───── Passage to read ─────

For most people, eight seconds goes by pretty fast. For a hope-to-be rodeo cowboy, eight seconds is an eternity when he's trying to stay on the back of 1,500 pounds of bone, muscle, hooves and horns in the form of an angry bull.
It's a law of nature that man is not meant to ride a bull. If it's not, it ought to be. Down in Grays Creek, south of Fayetteville, hope-to-be cowboys from all walks of life have put down good money to attend the Sankey Rodeo School with the dream of learning how to break that law.
The 30 or so students come from up and down the East Coast. There's Martin Brown who frames houses down in South Carolina, and "Alaska" Gentry, a Marine sergeant who hopes to compete in rodeos. Over by the pen of snorting bulls, 9-year-old Frank Bush naps in the shade of his huge cowboy hat as he waits for his turn to ride.
All have their own reasons for coming. Some, like the well-spoken business consultant from up north, are intrigued by the cowboy mystique. Others are quiet farm boys who hanker for a taste of adventure.
All morning long, bulls come bucking and thrashing out of the gates, copper cowbells on their ropes playing the short song of the bull rider again and again. "Jangle, jangle, jangle. Thud." The song, sometimes longer, often shorter, always ends on the flat downbeat thud of the student cowboy hitting the dirt.

─────

▶ **Exercise tasks**:
- 1) List every student who is named in the rodeo school passage.
- 2) Repeat the part of the rodeo school passage starting with "It's a law of" and going on through "taste of adventure.".

───── Exercise data ─────

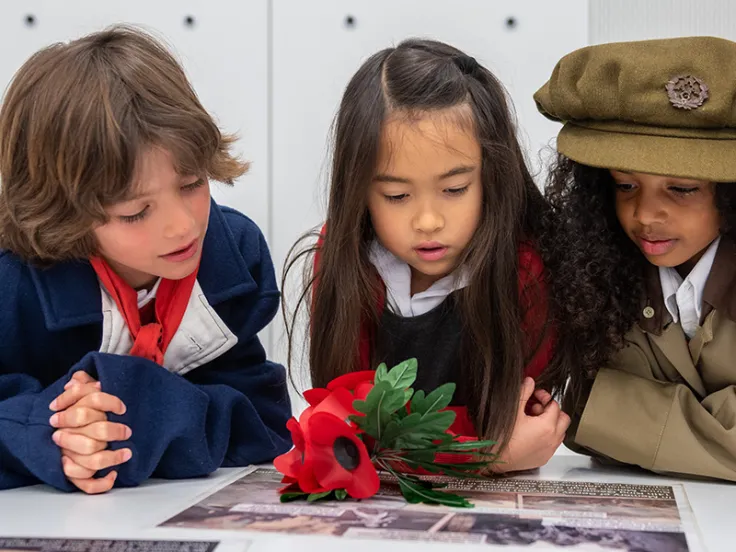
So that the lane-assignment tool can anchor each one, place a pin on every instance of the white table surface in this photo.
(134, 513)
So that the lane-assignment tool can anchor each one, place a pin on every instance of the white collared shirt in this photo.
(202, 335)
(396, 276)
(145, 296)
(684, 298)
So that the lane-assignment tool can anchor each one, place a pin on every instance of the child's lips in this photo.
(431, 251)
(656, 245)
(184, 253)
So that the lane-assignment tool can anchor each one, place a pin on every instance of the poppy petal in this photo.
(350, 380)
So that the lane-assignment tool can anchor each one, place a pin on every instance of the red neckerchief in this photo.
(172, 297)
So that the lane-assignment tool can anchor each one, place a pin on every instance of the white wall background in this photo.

─────

▶ **Expected responses**:
- 1) Martin Brown, "Alaska" Gentry, and Frank Bush.

- 2)
It's a law of nature that man is not meant to ride a bull. If it's not, it ought to be. Down in Grays Creek, south of Fayetteville, hope-to-be cowboys from all walks of life have put down good money to attend the Sankey Rodeo School with the dream of learning how to break that law.
The 30 or so students come from up and down the East Coast. There's Martin Brown who frames houses down in South Carolina, and "Alaska" Gentry, a Marine sergeant who hopes to compete in rodeos. Over by the pen of snorting bulls, 9-year-old Frank Bush naps in the shade of his huge cowboy hat as he waits for his turn to ride.
All have their own reasons for coming. Some, like the well-spoken business consultant from up north, are intrigued by the cowboy mystique. Others are quiet farm boys who hanker for a taste of adventure.